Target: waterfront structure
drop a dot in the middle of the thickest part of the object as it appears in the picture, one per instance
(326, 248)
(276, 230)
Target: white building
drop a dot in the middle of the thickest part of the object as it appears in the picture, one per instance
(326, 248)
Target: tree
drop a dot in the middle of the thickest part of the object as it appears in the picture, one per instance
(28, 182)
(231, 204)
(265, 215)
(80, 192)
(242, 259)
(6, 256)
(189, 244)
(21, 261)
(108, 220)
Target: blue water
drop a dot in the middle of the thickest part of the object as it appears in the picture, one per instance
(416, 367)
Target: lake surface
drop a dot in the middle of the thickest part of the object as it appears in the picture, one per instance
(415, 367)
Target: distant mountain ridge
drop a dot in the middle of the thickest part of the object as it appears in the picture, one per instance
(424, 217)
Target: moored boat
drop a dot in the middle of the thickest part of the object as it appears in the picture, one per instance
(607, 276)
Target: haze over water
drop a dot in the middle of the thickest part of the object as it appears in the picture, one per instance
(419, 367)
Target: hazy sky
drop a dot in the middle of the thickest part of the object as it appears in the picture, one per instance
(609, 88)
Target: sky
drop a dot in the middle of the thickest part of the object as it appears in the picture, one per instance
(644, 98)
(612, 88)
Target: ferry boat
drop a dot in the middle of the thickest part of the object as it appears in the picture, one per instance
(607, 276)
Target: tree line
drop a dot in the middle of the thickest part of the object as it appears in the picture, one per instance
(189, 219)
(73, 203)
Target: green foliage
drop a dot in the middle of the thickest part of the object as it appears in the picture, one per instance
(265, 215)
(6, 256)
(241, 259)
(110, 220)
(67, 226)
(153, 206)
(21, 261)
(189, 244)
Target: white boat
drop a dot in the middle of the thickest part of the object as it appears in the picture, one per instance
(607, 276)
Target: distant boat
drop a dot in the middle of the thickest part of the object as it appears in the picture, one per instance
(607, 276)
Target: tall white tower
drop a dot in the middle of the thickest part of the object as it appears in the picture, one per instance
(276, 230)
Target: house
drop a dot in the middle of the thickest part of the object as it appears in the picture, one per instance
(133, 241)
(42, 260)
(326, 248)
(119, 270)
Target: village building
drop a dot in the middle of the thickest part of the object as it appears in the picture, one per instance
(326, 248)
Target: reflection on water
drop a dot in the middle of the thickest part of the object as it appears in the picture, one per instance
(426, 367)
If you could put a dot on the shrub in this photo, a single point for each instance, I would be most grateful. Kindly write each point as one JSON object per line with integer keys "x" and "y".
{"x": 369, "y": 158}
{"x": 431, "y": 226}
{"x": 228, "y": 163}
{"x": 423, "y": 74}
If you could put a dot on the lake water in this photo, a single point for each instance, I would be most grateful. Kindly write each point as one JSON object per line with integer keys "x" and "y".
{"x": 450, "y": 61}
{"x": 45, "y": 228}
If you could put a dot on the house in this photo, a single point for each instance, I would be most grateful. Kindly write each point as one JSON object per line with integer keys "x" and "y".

*****

Render every line of the listing above as a JSON list of strings, one string per line, leaving out any blank lines.

[
  "Target: waterfront structure",
  "drop a dot in the middle of the thickest part of the object as it appears in the picture, one per instance",
  "(326, 248)",
  "(276, 230)",
  "Target: white building",
  "drop a dot in the middle of the thickest part of the object as it appears in the picture, one per instance",
  "(326, 248)",
  "Target: tree",
  "drop a dot in the middle of the thickest part of the object as it appears in the picture, one per instance",
  "(28, 182)",
  "(231, 204)",
  "(265, 215)",
  "(80, 192)",
  "(242, 259)",
  "(6, 256)",
  "(189, 244)",
  "(21, 261)",
  "(108, 220)",
  "Target: blue water",
  "drop a dot in the middle of the thickest part of the object as it appears in the picture, one per instance",
  "(416, 367)",
  "Target: lake surface",
  "drop a dot in the middle of the thickest part of the object as it appears in the picture, one per instance",
  "(415, 367)",
  "Target: distant mountain ridge",
  "drop a dot in the middle of the thickest part of the object as it appears in the picture, one per instance",
  "(424, 217)",
  "Target: moored boat",
  "drop a dot in the middle of the thickest part of the object as it appears in the picture, one per instance",
  "(607, 276)",
  "Target: haze over water",
  "drop a dot in the middle of the thickest part of the object as it appears in the picture, one per instance",
  "(419, 367)",
  "Target: hazy sky",
  "drop a dot in the middle of the thickest part of the object as it appears in the picture, one per instance",
  "(609, 88)",
  "Target: sky",
  "drop a dot in the middle of the thickest part of the object as it appears in the picture, one per instance",
  "(644, 98)",
  "(612, 88)",
  "Target: ferry boat",
  "drop a dot in the middle of the thickest part of the object as it appears in the picture, one per instance",
  "(607, 276)",
  "Target: tree line",
  "drop a dot in the middle of the thickest part of the object as it appears in the picture, one per instance",
  "(189, 219)",
  "(73, 203)",
  "Target: green foliage",
  "drop a dot in the middle of the thickest part of the object as it appears in the picture, one per instance",
  "(265, 215)",
  "(6, 256)",
  "(241, 259)",
  "(110, 220)",
  "(67, 226)",
  "(153, 206)",
  "(21, 261)",
  "(189, 244)",
  "Target: white boat",
  "drop a dot in the middle of the thickest part of the object as it appears in the picture, one per instance",
  "(607, 276)",
  "Target: distant boat",
  "drop a dot in the middle of the thickest part of the object as it appears in the picture, one per instance",
  "(607, 276)",
  "Target: tall white tower",
  "drop a dot in the middle of the thickest part of the object as it appears in the picture, one per instance",
  "(276, 230)",
  "Target: house",
  "drop a dot in the middle of the thickest part of the object as it appears in the picture, one per instance",
  "(133, 241)",
  "(42, 260)",
  "(326, 248)",
  "(119, 270)",
  "Target: village building",
  "drop a dot in the middle of the thickest part of the object as it appears in the picture, one per instance",
  "(326, 248)",
  "Target: reflection on water",
  "drop a dot in the middle of the thickest part of the object as it appears in the picture, one per instance",
  "(426, 367)",
  "If you could put a dot on the shrub in this photo, a single point for each instance, I would be most grateful. Kindly write each point as one JSON object per line with integer keys \"x\" and \"y\".",
  "{\"x\": 369, \"y\": 158}",
  "{\"x\": 431, \"y\": 226}",
  "{\"x\": 228, \"y\": 163}",
  "{\"x\": 423, \"y\": 74}",
  "If you could put a dot on the lake water in this photo, a single point for each instance, I would be most grateful. Kindly write each point as one JSON object per line with integer keys \"x\" and \"y\".",
  "{\"x\": 450, \"y\": 61}",
  "{\"x\": 45, \"y\": 228}",
  "If you could put a dot on the house in this photo, a single point for each instance, I would be most grateful. Kindly write each point as one JSON object per line with integer keys \"x\" and \"y\"."
]